▶ REQUIREMENTS: Count the lines in the items below that contain the string "black", where case counts, and reply with only that number.

▶ RECORDS SUPPLIED:
[Begin]

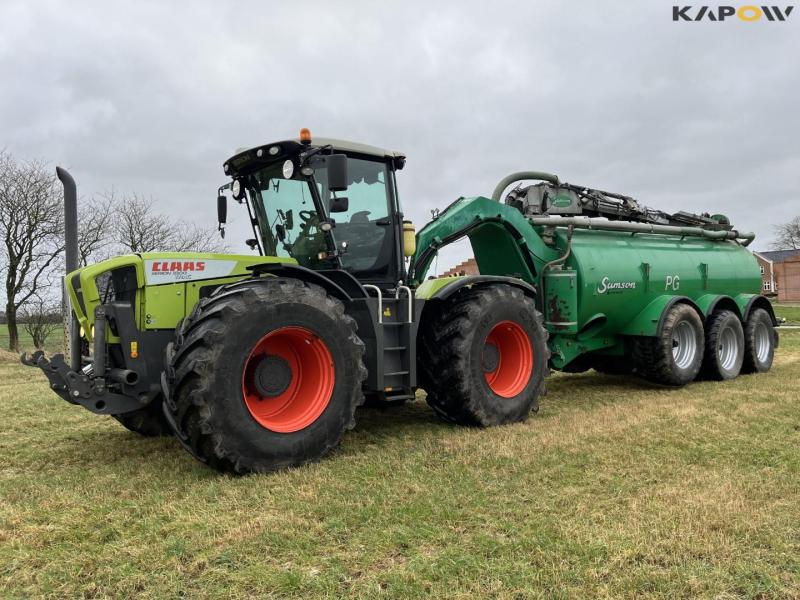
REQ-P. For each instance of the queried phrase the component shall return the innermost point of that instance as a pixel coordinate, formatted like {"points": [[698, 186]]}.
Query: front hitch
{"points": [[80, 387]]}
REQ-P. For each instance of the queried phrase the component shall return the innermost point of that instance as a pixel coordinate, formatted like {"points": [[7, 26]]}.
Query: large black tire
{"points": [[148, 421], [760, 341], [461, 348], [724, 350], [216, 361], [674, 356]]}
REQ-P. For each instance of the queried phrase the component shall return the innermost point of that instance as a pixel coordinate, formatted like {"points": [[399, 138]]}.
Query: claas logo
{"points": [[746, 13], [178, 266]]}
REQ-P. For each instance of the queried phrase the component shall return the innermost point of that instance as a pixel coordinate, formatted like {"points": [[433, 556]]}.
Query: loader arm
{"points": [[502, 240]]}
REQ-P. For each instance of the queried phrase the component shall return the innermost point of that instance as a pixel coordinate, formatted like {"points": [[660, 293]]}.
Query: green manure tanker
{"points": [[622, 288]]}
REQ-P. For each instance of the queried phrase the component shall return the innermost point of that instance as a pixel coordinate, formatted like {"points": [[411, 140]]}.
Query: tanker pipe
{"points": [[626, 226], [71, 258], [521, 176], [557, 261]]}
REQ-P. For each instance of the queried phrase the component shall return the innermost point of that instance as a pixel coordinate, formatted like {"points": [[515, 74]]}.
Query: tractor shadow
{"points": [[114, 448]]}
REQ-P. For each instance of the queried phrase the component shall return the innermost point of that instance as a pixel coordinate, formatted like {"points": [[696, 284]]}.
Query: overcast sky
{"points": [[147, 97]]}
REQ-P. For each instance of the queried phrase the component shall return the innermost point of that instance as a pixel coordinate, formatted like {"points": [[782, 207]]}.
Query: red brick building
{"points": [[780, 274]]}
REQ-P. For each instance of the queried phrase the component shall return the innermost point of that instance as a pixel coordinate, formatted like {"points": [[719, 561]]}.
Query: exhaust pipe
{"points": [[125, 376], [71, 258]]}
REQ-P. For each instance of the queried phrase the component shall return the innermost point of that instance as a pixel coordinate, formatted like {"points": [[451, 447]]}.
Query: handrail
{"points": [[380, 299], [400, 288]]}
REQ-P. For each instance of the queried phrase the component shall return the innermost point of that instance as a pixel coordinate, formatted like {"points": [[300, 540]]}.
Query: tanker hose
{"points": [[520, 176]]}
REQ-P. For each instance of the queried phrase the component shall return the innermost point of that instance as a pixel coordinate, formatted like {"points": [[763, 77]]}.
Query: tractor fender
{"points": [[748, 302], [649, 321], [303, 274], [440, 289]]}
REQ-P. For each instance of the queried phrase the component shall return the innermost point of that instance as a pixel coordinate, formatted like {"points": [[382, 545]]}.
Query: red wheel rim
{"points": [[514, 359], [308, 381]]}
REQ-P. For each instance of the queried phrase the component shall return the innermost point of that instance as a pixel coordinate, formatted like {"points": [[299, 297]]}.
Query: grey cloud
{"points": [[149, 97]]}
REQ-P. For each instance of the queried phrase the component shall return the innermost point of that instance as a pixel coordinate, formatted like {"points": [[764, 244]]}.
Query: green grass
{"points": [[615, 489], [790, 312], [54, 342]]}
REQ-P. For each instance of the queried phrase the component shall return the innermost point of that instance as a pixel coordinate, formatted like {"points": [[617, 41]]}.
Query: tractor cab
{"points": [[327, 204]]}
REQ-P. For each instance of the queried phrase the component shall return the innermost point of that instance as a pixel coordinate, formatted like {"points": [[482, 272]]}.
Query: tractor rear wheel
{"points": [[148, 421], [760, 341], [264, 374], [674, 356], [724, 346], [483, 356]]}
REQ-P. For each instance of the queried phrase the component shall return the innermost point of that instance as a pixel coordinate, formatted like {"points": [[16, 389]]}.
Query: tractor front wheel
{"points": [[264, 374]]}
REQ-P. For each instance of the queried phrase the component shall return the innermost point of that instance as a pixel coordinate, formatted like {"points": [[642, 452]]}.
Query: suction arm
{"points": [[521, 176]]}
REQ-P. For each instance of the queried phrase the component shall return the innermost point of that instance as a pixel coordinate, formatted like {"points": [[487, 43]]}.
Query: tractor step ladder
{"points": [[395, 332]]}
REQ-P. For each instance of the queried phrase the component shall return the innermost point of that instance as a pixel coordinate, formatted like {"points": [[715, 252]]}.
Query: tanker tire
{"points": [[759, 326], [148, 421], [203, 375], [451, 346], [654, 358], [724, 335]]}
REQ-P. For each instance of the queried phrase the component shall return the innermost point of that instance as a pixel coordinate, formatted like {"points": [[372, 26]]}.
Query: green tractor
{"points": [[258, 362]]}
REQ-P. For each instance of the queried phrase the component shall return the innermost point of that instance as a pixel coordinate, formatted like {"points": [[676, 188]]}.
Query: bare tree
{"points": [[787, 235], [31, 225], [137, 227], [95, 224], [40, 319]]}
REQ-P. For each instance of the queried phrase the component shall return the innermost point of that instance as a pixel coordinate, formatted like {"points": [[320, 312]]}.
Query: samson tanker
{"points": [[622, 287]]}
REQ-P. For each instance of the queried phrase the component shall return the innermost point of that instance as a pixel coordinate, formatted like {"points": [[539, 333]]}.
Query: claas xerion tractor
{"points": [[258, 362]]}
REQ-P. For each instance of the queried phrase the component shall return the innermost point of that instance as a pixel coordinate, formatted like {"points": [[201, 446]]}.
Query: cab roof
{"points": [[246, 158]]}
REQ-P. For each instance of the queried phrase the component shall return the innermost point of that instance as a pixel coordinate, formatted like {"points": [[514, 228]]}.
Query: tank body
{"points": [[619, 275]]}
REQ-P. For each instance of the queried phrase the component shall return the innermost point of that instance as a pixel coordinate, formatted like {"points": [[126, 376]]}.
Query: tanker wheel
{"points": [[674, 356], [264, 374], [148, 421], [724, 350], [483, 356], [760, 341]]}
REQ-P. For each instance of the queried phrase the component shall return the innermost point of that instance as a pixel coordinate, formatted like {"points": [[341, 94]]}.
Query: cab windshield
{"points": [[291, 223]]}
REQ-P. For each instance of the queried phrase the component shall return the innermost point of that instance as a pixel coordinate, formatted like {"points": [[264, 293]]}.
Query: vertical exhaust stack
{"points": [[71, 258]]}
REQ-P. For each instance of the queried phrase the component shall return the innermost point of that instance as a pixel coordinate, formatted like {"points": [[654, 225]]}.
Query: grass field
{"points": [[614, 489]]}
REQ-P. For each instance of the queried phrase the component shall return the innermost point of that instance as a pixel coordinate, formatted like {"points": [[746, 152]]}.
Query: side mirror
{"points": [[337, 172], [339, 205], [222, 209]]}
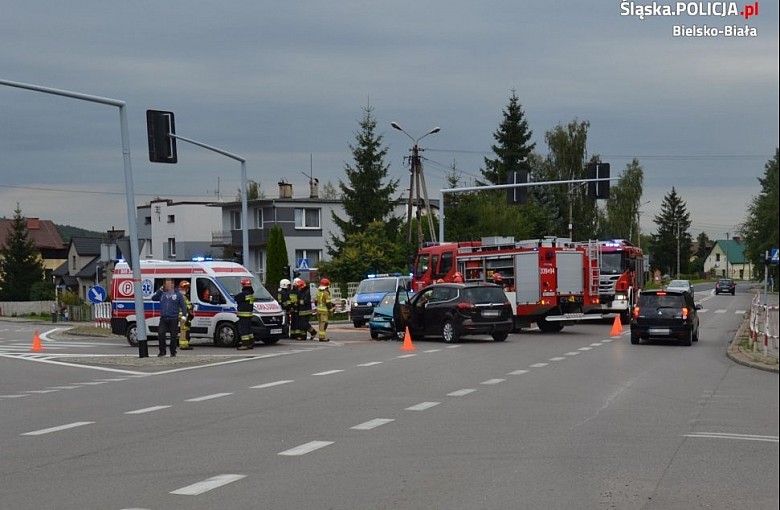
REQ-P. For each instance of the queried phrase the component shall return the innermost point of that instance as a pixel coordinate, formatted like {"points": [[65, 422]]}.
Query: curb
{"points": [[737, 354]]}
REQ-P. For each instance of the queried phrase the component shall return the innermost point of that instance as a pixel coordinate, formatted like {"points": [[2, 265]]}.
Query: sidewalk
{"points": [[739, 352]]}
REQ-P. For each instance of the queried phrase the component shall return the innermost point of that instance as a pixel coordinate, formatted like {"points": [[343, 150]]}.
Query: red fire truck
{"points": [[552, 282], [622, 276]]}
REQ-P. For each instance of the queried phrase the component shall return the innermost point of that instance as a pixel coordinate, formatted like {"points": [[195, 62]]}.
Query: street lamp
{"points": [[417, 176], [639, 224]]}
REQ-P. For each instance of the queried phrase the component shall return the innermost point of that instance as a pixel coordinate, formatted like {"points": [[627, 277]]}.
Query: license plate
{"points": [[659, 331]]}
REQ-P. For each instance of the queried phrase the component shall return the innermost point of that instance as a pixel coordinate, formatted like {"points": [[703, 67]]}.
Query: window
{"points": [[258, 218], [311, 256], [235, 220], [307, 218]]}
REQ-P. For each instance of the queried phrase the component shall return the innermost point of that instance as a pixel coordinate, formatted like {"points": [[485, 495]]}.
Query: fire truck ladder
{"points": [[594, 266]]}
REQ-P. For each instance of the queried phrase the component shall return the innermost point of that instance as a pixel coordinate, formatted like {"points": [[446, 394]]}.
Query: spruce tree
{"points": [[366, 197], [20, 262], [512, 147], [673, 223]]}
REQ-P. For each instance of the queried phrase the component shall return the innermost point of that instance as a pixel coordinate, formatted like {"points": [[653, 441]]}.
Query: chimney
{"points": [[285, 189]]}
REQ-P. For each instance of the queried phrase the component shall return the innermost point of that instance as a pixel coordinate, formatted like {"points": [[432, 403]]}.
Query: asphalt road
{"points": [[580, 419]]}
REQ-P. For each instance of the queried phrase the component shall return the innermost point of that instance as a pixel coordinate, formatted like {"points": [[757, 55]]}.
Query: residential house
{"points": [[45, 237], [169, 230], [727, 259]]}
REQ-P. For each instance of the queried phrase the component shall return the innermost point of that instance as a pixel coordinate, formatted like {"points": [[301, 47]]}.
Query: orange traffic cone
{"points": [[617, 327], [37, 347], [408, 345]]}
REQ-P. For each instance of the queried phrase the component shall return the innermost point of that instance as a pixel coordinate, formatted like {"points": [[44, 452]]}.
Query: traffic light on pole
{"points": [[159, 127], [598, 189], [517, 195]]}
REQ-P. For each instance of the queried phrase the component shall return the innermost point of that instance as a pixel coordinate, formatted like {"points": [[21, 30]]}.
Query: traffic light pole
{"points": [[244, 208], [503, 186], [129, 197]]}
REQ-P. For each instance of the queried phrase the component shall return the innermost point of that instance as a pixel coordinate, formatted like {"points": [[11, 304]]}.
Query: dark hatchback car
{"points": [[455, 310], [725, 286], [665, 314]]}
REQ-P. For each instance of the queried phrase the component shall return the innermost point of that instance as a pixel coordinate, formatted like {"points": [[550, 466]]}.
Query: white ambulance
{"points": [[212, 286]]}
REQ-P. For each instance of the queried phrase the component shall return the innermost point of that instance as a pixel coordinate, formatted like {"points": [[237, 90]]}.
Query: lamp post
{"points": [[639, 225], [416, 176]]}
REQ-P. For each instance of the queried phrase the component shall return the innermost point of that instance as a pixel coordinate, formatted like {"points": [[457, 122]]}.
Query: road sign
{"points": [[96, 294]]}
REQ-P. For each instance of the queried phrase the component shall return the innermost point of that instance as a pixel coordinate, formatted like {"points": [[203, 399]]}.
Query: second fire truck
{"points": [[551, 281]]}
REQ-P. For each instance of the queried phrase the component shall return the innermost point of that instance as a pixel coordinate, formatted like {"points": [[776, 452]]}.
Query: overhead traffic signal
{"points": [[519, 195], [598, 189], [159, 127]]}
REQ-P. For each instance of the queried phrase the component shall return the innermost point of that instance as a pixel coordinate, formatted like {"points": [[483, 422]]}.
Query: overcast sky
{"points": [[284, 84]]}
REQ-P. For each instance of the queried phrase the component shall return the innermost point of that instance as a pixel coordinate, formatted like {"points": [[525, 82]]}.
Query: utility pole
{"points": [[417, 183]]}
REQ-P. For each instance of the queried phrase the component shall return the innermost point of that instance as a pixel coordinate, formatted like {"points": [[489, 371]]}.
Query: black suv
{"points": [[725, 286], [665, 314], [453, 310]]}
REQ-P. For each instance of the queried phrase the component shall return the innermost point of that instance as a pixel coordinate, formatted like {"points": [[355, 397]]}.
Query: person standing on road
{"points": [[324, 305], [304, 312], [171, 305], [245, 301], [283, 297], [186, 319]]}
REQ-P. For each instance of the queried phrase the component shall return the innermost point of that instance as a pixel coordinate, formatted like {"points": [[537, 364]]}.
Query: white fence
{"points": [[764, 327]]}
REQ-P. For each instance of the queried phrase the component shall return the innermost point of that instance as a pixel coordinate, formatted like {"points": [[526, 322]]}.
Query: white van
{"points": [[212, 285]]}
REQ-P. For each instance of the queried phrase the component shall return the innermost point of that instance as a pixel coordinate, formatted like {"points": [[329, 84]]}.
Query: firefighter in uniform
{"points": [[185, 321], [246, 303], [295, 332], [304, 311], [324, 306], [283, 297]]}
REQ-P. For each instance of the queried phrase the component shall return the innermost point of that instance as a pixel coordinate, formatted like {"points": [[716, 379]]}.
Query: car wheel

[End]

▶ RESPONSE TO THE TASK: 2